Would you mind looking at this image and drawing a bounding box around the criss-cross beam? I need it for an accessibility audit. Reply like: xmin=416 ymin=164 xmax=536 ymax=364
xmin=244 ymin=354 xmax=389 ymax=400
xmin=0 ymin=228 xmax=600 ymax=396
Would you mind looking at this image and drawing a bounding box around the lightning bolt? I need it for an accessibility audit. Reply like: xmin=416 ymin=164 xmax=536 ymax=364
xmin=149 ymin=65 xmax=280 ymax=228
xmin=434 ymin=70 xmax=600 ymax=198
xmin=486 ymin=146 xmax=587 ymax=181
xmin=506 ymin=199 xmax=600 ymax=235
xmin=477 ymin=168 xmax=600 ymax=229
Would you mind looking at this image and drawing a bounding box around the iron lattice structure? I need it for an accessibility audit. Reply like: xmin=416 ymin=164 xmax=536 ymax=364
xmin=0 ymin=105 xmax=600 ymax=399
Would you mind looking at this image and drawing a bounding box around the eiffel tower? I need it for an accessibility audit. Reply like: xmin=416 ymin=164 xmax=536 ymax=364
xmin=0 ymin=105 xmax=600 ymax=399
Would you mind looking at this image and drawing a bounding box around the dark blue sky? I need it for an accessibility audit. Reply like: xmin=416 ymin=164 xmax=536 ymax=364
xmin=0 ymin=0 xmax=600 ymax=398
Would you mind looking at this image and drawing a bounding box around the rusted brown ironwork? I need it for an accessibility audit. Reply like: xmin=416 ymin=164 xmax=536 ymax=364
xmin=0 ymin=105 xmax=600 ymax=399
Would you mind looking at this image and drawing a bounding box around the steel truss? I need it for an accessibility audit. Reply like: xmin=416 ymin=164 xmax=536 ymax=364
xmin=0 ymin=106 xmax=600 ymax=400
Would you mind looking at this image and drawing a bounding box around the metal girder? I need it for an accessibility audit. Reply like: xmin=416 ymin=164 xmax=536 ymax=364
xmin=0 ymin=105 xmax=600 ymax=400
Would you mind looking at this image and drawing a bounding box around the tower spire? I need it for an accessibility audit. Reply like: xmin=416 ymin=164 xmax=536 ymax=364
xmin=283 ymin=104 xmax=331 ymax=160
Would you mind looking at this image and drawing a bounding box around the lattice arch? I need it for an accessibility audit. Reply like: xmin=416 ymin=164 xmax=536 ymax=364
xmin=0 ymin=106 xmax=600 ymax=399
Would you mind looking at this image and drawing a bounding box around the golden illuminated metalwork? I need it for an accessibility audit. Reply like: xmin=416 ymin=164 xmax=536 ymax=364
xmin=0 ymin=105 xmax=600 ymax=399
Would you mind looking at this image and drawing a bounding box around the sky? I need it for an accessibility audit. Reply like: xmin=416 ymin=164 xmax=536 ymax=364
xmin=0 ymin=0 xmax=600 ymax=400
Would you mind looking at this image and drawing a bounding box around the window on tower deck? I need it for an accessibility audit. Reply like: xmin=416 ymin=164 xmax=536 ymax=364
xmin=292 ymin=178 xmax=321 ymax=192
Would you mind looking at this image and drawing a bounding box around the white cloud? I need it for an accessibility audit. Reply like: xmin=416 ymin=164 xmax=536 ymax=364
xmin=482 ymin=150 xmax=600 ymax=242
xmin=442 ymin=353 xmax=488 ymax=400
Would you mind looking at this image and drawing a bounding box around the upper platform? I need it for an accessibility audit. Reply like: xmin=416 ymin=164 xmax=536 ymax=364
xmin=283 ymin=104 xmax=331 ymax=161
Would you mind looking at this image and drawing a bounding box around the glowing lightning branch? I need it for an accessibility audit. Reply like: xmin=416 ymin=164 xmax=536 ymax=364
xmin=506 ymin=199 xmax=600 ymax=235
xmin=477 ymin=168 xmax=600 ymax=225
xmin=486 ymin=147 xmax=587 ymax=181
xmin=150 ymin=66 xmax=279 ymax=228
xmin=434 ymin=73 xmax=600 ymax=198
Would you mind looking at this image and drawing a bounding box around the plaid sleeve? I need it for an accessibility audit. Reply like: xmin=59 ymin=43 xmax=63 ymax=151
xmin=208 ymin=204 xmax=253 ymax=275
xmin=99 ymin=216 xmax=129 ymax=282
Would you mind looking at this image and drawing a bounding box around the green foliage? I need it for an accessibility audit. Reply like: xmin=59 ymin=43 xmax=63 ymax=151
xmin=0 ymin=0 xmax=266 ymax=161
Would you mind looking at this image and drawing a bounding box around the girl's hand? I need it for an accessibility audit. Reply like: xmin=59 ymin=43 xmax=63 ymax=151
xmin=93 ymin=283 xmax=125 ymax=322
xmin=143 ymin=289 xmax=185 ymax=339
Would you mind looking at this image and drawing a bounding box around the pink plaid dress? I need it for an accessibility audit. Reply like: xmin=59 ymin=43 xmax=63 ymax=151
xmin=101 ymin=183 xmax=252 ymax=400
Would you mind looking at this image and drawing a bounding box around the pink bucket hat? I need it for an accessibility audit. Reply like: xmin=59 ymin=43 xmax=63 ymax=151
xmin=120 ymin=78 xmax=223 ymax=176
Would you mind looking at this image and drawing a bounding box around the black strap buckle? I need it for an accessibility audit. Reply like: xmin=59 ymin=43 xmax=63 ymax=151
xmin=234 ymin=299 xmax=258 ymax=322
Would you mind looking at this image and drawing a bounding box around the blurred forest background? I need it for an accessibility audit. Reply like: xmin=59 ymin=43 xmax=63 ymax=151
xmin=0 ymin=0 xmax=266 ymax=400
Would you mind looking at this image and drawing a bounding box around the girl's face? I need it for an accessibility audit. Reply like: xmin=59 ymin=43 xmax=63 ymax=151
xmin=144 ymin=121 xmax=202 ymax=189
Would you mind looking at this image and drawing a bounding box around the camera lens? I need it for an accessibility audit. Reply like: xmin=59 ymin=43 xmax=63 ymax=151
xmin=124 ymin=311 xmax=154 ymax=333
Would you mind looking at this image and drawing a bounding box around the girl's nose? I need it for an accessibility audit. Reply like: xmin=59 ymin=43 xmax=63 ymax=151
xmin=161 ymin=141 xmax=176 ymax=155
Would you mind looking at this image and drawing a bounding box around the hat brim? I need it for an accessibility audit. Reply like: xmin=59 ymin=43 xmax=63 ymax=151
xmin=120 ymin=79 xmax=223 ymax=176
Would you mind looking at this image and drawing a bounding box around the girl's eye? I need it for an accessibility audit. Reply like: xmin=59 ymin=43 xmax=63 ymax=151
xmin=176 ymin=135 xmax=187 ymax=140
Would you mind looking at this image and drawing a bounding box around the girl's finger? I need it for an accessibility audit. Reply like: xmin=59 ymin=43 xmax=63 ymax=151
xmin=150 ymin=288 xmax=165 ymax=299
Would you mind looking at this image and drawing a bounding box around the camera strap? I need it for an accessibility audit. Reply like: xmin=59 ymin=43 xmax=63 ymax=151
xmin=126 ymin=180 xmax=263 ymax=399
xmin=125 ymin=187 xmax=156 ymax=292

• Job: Rewrite in full the stretch of items above from the line containing "the girl's finger?" through the end of the items. Increase every coordinate of the given bounding boxes by 64, and leave the "Reply like" samples unchanged.

• Response for this exercise:
Would you mind looking at this image and drawing a bounding box around the girl's finger? I need it for an accessibility audit. Reply like: xmin=59 ymin=43 xmax=63 ymax=151
xmin=214 ymin=352 xmax=229 ymax=363
Would you mind looking at this image and drawing a bounding box around the camera strap? I need it for an accessibility audit. Reply like: xmin=59 ymin=43 xmax=63 ymax=151
xmin=190 ymin=244 xmax=327 ymax=463
xmin=189 ymin=251 xmax=220 ymax=356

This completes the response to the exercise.